WORK TO BE COMPLETED
Can you change each "one point per instance" in the lines below to "a single point per instance", leave everything else unchanged, and give all the lines back without the pictures?

══ RECORDS FOR THIS TASK ══

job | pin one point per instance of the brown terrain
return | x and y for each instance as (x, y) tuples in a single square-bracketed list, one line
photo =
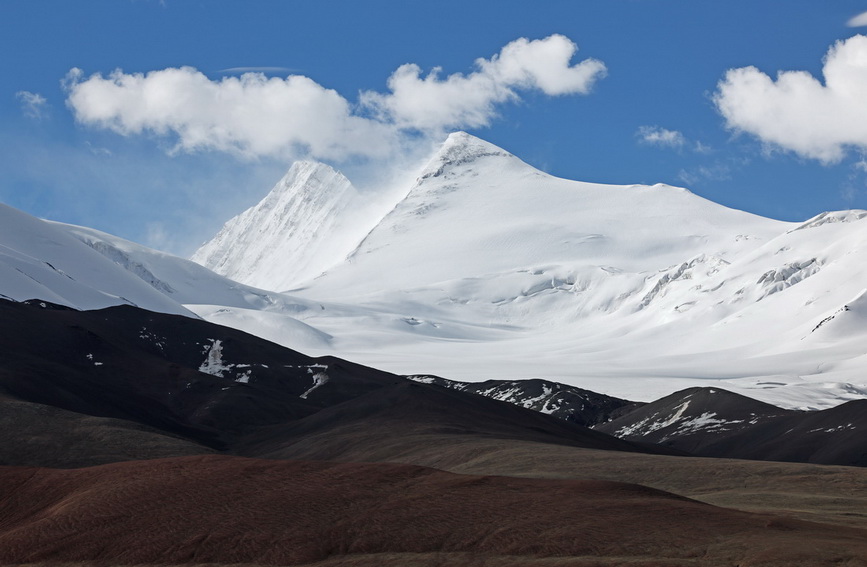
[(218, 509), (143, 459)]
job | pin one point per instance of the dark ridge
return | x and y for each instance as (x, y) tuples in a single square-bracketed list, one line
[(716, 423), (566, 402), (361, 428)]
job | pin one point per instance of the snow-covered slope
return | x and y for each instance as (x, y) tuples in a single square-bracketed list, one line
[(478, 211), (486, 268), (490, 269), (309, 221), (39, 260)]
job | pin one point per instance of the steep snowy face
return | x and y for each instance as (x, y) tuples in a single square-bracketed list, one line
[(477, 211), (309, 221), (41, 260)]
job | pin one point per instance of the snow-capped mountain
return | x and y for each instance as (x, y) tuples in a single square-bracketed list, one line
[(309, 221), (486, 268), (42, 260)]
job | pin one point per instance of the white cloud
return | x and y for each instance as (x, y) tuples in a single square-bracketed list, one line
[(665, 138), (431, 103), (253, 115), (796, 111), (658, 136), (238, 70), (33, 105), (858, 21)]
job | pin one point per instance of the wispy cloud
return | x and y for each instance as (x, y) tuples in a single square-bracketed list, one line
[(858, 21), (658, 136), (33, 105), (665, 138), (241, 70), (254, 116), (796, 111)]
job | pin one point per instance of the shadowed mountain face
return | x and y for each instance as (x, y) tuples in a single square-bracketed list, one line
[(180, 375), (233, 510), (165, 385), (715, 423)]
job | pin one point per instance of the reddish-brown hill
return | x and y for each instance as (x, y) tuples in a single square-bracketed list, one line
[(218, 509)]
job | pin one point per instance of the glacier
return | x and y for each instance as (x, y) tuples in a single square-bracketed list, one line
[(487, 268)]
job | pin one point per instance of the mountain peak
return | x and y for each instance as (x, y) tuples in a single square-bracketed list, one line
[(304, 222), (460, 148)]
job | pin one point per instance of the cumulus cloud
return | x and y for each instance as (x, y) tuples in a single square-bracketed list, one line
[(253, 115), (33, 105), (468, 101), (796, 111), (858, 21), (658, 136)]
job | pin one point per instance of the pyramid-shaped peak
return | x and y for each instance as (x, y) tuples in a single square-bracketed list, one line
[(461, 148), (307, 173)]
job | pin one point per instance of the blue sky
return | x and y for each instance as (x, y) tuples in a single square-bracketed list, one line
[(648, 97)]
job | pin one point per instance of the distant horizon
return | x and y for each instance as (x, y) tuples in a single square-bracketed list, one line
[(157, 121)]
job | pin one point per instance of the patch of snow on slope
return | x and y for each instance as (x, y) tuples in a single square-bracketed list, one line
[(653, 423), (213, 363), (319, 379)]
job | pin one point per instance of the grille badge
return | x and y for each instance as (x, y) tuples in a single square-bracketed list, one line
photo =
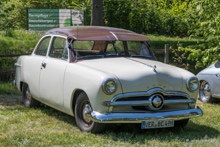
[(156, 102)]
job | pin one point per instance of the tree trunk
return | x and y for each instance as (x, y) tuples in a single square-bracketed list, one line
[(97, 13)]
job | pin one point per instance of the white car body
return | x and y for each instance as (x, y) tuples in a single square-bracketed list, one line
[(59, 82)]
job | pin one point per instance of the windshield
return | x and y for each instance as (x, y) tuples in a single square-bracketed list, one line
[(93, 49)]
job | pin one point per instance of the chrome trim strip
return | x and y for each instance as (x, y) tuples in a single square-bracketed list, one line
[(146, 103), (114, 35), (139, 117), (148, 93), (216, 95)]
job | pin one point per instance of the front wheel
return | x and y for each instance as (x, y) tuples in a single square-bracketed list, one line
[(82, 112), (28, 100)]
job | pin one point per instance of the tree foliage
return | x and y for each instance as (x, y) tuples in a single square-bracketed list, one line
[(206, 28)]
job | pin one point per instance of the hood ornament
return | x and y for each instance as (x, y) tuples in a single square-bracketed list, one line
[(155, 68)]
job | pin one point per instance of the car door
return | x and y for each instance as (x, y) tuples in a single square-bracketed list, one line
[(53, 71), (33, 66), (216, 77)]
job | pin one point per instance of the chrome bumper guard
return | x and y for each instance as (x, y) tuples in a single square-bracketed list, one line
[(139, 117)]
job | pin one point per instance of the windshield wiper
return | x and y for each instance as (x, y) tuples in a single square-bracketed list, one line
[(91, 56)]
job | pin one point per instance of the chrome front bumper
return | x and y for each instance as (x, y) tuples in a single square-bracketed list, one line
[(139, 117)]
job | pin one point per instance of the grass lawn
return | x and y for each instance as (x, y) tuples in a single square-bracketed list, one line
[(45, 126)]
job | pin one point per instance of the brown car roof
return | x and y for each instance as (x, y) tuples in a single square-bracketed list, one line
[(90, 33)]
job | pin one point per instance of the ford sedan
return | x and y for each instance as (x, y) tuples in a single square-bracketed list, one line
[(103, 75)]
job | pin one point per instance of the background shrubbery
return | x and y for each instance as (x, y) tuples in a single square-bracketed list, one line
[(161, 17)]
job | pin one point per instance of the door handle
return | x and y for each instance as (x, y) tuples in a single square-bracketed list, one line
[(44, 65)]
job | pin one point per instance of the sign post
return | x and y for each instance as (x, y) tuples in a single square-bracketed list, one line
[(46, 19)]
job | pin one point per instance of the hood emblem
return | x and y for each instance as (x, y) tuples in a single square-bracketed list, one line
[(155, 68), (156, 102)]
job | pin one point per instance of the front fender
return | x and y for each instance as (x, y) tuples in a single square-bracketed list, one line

═══

SOLUTION TO THIS EXERCISE
job | pin a single point per instance of the brown terrain
return | x and y for each instance as (x, y) tuples in a single square-bracketed list, one line
photo =
[(218, 509), (143, 459)]
job | pin a single point per instance of the dark ridge
return | x and y for each instance as (x, y) tuples in a single square-bracketed list, one line
[(716, 423), (566, 402), (361, 428)]
job | pin a single point per instance of the snow-covered slope
return | x and y for each instance as (x, y) tuples in a single square-bracketed list, one line
[(478, 211), (486, 268), (490, 269), (309, 221), (39, 260)]
job | pin a single point per instance of the steep snowy face
return | x and y for each instance as (x, y) tuples in a single square-bracketed list, one line
[(477, 211), (309, 221), (41, 260)]
job | pin a single point per instance of the snow-capped mountain
return | x and y for each instance as (x, y) tuples in a single square-bracketed list, one line
[(309, 221), (486, 268), (42, 260)]
job | pin a single point per instance of the white cloud
return | x and y for each instance as (x, y) tuples in a single square-bracketed list, one line
[(665, 138), (431, 103), (253, 115), (796, 111), (658, 136), (238, 70), (33, 105), (858, 21)]
job | pin a single point per instance of the wispy cloud
return | x and y for each instance as (x, y) tuples in a single square-bracketed list, one line
[(858, 21), (658, 136), (33, 105), (665, 138), (241, 70), (254, 116), (796, 111)]
job | pin a single point per instance of the shadowed mountain face
return | x and y for each instance as (x, y) tuples in a single square-bracketed list, one line
[(180, 375), (233, 510), (165, 385), (715, 423)]
job | pin a single point per instance of the reddish-brown hill
return | x and y for each instance as (x, y) tuples in a single square-bracketed list, one line
[(218, 509)]
job | pin a single point per instance of the glacier
return | x and y for each instance as (x, y) tuples in a single square-bracketed list, one line
[(487, 268)]
job | pin a single point per instance of the mountain peak
return | x and y for each instance as (x, y) tuples in a single square-bracketed list, one line
[(304, 222), (460, 148)]
job | pin a single point per instance of the cumulus cloud
return | x and y for each instance as (x, y) tuples in a single square-bracketed list, one line
[(253, 115), (33, 105), (468, 101), (796, 111), (858, 21), (658, 136)]
job | pin a single point per instance of the pyramid-shaped peak
return | x and y for each instance as (x, y) tuples in a single square-bracketed list, one line
[(461, 148), (307, 173)]
job | pin a single point per instance of the blue sky
return | x and y for each instance as (x, y) tuples in a single square-bracketed list, one line
[(648, 97)]
job | pin a single point per instance of the distant horizon
return | x and y for each instance as (x, y) tuples in a single square-bracketed list, one line
[(157, 121)]
job | pin a single point per instance of the patch of snow on slope
return | x and y for each instance as (x, y) tuples in a single square-bracketed list, one line
[(653, 423), (213, 363), (319, 379)]
job | pin a single point per instance of the grille badge
return | x and y for each instance as (x, y) tuples in a single square-bracketed list, one line
photo =
[(156, 102)]
job | pin a single point per instance of the tree trunk
return | x and y for each instance as (x, y) tuples in a single square-bracketed list, one line
[(97, 13)]
job | pin a single point per instance of the white car body
return | x and y for each instance as (x, y) tuples in a single square-bracketed list, one line
[(59, 82)]
job | pin a single point per instance of the windshield
return | x and y for each instance as (x, y) tuples in a single square-bracketed list, one line
[(93, 49)]
job | pin a single point per instance of the chrome trim strip
return | x and y for each instance as (x, y) tuples in a single square-bracketed list, one line
[(146, 103), (114, 35), (139, 117), (148, 93), (216, 95)]
job | pin a single point per instance of the front wheel
return | x and y for each instance as (x, y) tuples in a single square-bracketed list, one line
[(82, 112), (28, 100)]
job | pin a single point per instance of the tree foliage
return | x and y for each instance as (x, y) tuples in a single square-bracketed list, one line
[(206, 28)]
job | pin a single point per instance of the hood ornament
return | x and y for each instance as (x, y) tuples in a single square-bracketed list, one line
[(155, 68)]
job | pin a single point per instance of the car door
return | x and y for each instance as (x, y) tuples in a single square-bracketed list, one line
[(53, 71), (33, 66), (216, 77)]
job | pin a single point per instance of the chrome bumper guard
return | x and y for each instance as (x, y) tuples in a single square-bracketed list, one line
[(139, 117)]
job | pin a single point per instance of the windshield wiper
return | x and y for each instance as (x, y) tuples in a single square-bracketed list, one line
[(91, 56)]
job | pin a single point per instance of the chrome front bumper
return | x and y for each instance as (x, y) tuples in a single square-bracketed list, one line
[(139, 117)]
job | pin a single point per instance of the grass lawn
return | x and y for each instance as (x, y) tuples in a single square-bracketed list, one line
[(45, 126)]
job | pin a single point per instance of the brown car roof
return | x and y for each instance as (x, y) tuples in a single square-bracketed list, one line
[(90, 33)]
job | pin a single point per instance of the ford sedan
return | x and y for each instance as (x, y) tuples in a single square-bracketed list, one line
[(103, 75)]
job | pin a single point per instance of the background shrubbery
return | x and y for each instance as (x, y) tuples in a single square-bracketed list, one line
[(161, 17)]
job | pin a single point per instance of the door handle
return | x and y for each instance as (x, y) tuples in a single square-bracketed list, one line
[(44, 65)]
job | pin a single point per instance of the sign post
return | x and y for each instance as (x, y) tuples in a single square-bracketed list, one line
[(46, 19)]
job | pin a single point per instance of the hood emblem
return | x and y for each instance as (x, y) tuples in a single square-bracketed list, one line
[(155, 68), (156, 102)]
job | pin a single point per instance of the front fender
return | x and y for each instance as (x, y) tuples in a single square-bracketed list, one line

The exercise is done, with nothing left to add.